WHAT IS BEING ASKED:
In the data that follows, how many lines include the string "hair"? Answer with the number alone.

Dataset excerpts
────

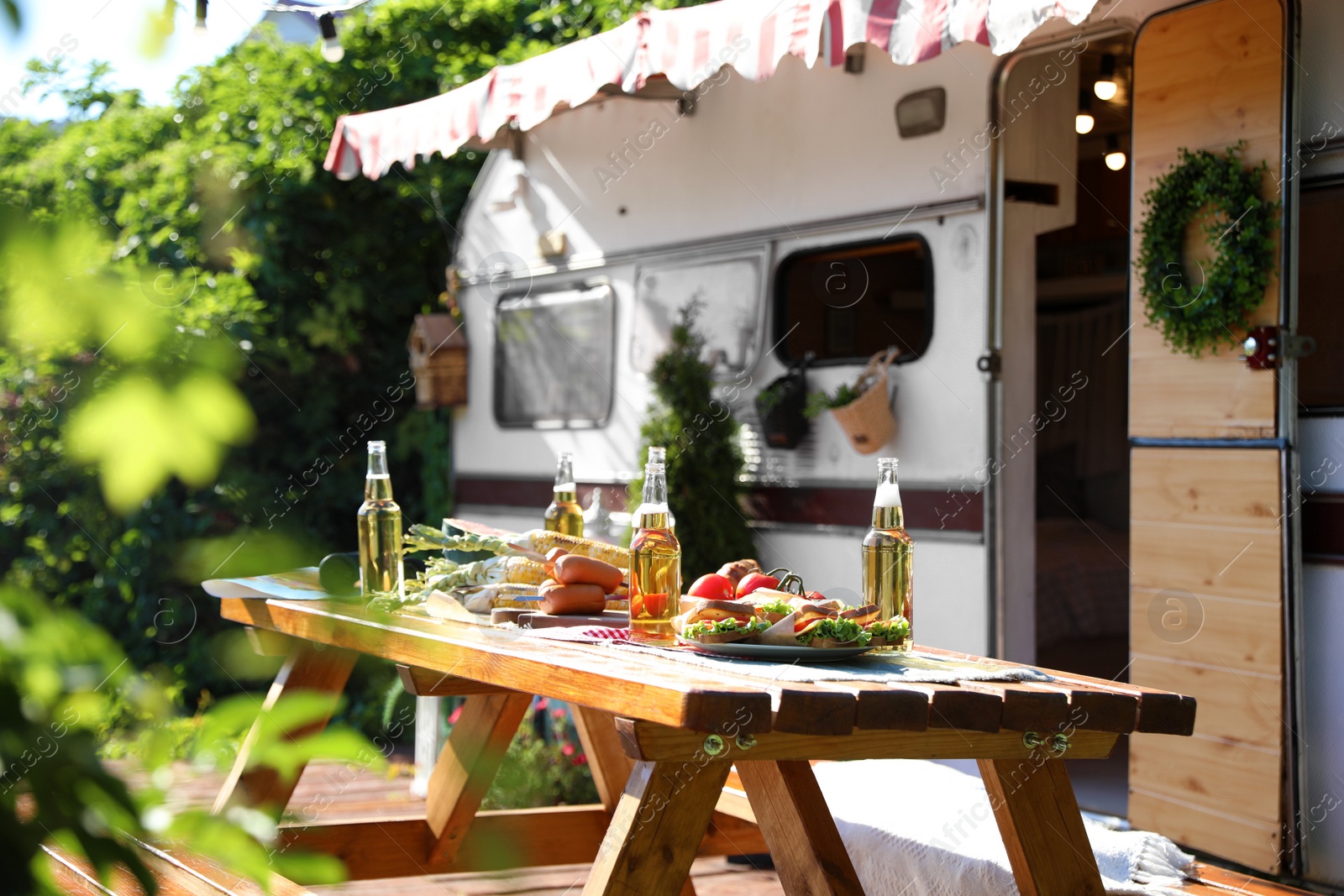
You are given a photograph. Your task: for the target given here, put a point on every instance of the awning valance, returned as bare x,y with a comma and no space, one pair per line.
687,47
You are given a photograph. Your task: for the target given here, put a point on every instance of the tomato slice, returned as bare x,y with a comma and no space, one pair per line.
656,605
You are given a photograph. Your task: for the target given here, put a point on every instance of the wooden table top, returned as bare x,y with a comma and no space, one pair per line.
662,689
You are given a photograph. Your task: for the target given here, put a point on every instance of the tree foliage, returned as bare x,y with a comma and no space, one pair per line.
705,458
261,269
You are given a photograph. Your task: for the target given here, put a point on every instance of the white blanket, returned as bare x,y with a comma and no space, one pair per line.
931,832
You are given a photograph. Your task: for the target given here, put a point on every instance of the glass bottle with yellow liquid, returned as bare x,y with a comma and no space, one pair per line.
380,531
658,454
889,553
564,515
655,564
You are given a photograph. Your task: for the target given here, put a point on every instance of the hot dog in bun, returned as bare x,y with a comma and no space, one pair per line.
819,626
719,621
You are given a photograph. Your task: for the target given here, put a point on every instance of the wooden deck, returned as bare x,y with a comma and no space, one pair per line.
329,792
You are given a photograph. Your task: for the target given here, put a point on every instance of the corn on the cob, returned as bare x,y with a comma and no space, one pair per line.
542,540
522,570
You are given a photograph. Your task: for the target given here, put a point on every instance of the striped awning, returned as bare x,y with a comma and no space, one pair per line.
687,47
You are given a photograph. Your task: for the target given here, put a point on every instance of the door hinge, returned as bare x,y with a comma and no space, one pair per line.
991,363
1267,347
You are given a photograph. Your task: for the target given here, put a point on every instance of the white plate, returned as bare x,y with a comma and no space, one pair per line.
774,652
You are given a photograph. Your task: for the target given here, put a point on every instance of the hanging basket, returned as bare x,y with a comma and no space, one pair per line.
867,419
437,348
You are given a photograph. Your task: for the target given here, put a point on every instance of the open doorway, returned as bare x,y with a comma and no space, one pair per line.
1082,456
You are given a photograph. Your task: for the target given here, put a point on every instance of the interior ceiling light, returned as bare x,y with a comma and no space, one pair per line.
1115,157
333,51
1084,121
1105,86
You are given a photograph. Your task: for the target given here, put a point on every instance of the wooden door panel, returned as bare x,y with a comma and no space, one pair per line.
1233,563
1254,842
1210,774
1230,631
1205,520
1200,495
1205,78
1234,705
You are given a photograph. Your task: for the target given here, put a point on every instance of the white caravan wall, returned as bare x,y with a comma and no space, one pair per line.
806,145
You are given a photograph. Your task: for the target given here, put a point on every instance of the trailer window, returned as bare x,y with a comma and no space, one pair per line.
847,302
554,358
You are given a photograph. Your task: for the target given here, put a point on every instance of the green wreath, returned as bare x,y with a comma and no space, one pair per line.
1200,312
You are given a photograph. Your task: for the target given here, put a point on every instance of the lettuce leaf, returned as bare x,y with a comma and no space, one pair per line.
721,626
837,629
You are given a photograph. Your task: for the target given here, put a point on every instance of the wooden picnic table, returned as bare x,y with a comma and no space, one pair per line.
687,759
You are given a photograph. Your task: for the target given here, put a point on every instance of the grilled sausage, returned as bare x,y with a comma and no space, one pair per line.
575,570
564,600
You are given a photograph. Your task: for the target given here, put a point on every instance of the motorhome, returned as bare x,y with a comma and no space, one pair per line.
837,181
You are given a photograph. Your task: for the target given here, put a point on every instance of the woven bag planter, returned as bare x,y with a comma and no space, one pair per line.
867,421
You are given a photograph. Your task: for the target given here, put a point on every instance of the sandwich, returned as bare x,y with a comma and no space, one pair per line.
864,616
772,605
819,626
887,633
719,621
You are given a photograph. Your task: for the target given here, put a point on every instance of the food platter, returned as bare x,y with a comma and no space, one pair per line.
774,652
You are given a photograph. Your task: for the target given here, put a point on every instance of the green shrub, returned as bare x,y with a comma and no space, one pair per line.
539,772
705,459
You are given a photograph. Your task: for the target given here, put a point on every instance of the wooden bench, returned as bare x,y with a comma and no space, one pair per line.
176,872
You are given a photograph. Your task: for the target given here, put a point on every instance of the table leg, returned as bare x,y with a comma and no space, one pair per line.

────

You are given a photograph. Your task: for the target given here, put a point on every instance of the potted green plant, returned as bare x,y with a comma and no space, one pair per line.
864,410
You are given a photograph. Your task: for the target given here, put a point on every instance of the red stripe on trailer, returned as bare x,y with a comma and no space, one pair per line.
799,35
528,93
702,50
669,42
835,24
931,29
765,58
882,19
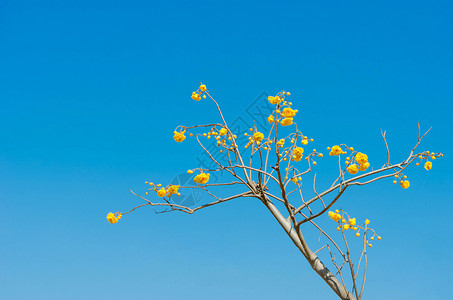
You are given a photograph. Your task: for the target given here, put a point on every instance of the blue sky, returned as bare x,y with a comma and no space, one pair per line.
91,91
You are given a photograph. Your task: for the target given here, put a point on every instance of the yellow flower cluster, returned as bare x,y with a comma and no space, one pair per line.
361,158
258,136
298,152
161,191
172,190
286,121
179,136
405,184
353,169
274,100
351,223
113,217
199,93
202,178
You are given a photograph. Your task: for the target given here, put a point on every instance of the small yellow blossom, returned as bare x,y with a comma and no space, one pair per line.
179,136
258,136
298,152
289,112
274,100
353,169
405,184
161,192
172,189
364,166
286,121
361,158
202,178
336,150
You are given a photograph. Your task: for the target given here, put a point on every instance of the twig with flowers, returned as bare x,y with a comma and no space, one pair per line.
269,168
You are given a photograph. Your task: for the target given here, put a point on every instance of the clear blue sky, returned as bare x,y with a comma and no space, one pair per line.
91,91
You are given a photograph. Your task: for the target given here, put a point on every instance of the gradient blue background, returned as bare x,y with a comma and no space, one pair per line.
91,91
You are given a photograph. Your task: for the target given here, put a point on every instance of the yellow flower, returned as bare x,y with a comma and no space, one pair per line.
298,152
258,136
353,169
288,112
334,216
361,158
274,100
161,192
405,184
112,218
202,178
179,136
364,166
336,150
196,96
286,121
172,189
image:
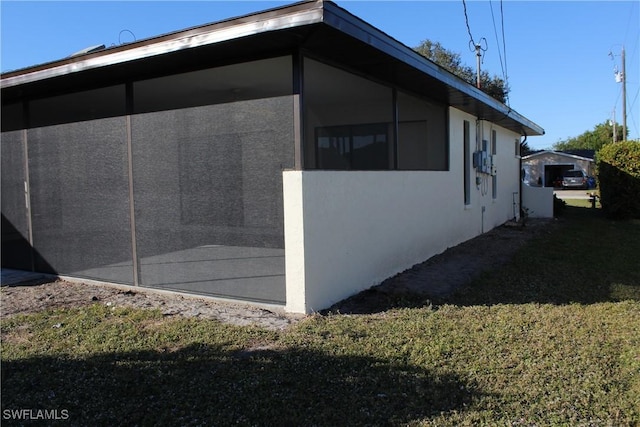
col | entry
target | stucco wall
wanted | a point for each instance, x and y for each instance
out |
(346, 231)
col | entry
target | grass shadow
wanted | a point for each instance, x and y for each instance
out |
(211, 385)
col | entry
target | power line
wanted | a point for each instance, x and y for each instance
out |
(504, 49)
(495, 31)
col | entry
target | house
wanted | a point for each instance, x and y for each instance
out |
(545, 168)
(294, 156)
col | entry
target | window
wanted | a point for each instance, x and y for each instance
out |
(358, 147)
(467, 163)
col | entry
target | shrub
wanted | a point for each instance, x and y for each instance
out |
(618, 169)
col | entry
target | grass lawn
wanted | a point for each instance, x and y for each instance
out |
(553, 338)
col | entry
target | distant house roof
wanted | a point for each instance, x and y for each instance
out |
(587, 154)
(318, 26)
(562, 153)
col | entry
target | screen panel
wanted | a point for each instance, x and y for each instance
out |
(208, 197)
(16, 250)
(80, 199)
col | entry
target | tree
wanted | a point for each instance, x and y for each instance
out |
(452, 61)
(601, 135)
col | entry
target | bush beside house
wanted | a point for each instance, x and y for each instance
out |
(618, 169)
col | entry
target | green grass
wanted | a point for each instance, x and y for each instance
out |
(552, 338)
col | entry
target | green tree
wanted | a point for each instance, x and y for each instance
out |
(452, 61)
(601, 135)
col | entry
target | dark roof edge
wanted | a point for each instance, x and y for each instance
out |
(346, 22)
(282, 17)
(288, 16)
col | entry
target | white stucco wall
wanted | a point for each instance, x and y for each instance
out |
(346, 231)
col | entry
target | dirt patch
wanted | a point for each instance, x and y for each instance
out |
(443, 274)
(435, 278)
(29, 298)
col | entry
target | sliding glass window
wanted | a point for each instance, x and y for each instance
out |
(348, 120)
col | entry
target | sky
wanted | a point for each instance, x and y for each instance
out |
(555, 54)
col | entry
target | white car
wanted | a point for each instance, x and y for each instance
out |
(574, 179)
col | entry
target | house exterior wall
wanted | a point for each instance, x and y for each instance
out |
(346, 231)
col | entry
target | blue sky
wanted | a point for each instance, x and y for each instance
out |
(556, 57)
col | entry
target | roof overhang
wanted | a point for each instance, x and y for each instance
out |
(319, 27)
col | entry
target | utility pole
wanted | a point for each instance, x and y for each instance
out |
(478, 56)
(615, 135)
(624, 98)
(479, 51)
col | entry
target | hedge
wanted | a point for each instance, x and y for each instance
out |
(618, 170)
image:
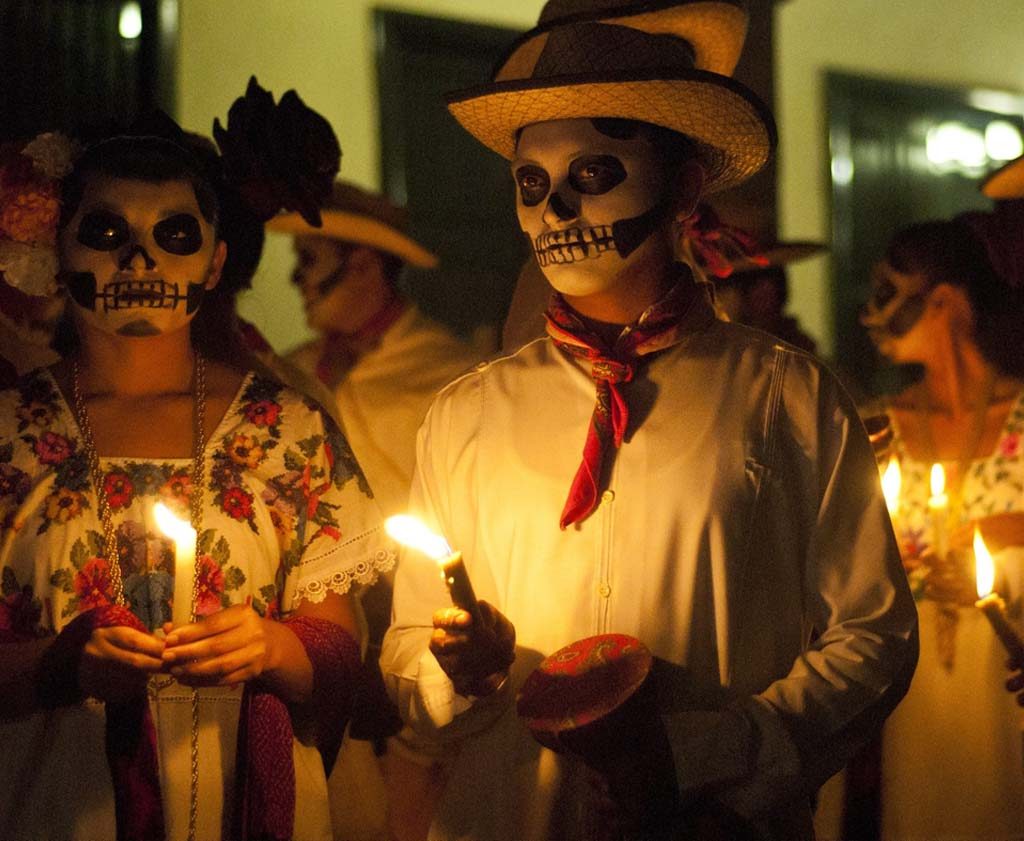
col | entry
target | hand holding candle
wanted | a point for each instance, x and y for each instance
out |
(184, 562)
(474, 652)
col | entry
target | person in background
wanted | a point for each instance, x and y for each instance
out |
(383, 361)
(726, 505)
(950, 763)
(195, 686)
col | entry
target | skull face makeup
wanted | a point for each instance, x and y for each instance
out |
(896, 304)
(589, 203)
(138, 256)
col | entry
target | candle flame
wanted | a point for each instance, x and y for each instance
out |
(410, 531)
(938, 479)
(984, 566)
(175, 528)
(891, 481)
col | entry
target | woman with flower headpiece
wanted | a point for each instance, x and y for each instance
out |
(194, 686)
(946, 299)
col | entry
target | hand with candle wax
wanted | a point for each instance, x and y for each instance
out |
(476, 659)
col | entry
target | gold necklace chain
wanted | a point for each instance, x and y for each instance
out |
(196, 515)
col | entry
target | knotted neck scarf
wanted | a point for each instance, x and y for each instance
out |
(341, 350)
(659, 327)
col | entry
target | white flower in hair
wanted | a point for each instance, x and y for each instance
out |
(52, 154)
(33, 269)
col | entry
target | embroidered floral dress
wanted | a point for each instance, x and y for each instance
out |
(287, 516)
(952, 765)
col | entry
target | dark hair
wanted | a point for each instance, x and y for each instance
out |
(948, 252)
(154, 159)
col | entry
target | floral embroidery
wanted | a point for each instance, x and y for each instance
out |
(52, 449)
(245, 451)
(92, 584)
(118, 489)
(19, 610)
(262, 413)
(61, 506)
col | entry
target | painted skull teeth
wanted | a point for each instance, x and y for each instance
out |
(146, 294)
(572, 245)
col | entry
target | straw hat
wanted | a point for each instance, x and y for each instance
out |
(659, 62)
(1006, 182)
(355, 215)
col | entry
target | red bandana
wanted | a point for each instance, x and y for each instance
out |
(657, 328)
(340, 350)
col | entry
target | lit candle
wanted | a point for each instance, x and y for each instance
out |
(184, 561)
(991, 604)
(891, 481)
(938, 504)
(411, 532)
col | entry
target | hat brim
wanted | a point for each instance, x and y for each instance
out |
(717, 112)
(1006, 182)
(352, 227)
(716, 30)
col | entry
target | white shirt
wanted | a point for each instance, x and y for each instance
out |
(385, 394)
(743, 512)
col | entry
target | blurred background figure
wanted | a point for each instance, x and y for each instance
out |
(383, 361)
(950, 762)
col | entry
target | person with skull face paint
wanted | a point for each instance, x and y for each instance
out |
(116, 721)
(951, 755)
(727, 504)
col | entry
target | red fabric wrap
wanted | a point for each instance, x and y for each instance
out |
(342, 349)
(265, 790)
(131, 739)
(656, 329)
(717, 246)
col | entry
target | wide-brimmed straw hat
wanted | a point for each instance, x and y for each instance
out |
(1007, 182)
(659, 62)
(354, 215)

────

ANSWER:
2